#### Given records ####

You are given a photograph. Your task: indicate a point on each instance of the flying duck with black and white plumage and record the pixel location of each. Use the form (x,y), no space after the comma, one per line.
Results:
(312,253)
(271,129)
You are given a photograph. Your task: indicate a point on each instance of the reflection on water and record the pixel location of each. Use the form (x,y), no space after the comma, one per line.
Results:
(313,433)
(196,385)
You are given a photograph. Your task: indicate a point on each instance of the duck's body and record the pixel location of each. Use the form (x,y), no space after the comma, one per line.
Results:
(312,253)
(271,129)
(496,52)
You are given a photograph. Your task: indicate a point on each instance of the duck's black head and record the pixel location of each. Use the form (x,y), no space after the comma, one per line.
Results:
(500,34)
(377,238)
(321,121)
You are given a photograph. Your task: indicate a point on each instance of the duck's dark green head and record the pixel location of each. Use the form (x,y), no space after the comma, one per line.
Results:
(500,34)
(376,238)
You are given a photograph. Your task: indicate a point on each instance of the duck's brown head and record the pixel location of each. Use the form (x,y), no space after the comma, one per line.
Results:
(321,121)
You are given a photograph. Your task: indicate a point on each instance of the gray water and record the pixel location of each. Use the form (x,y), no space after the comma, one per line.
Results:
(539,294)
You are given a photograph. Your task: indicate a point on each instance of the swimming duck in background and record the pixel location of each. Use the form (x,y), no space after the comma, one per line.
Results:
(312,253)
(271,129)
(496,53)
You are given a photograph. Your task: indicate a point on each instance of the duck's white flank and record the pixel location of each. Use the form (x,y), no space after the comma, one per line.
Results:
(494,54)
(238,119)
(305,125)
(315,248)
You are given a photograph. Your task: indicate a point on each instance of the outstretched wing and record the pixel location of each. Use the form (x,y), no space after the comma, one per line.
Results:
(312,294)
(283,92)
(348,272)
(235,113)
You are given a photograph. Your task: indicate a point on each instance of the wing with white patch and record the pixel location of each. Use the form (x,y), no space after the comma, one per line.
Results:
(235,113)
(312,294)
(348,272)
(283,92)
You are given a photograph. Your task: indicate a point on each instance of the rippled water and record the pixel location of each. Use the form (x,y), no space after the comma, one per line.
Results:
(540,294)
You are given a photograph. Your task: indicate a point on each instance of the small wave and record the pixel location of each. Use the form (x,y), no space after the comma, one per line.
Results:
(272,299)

####

▸ **Required work**: Search the listing for "wing" and show every line where it occurs.

▸ **Solution below**:
You are given a photograph. Your task: indicate a point on each instance of the outstretched wing and record the pixel location of each. Use the form (x,y), no space after the comma, one per line.
You are given a photograph. Your task: indicate a point on each instance of the wing with white patch and record the pixel location of each. Use the form (x,y), no space after the comma, one per line.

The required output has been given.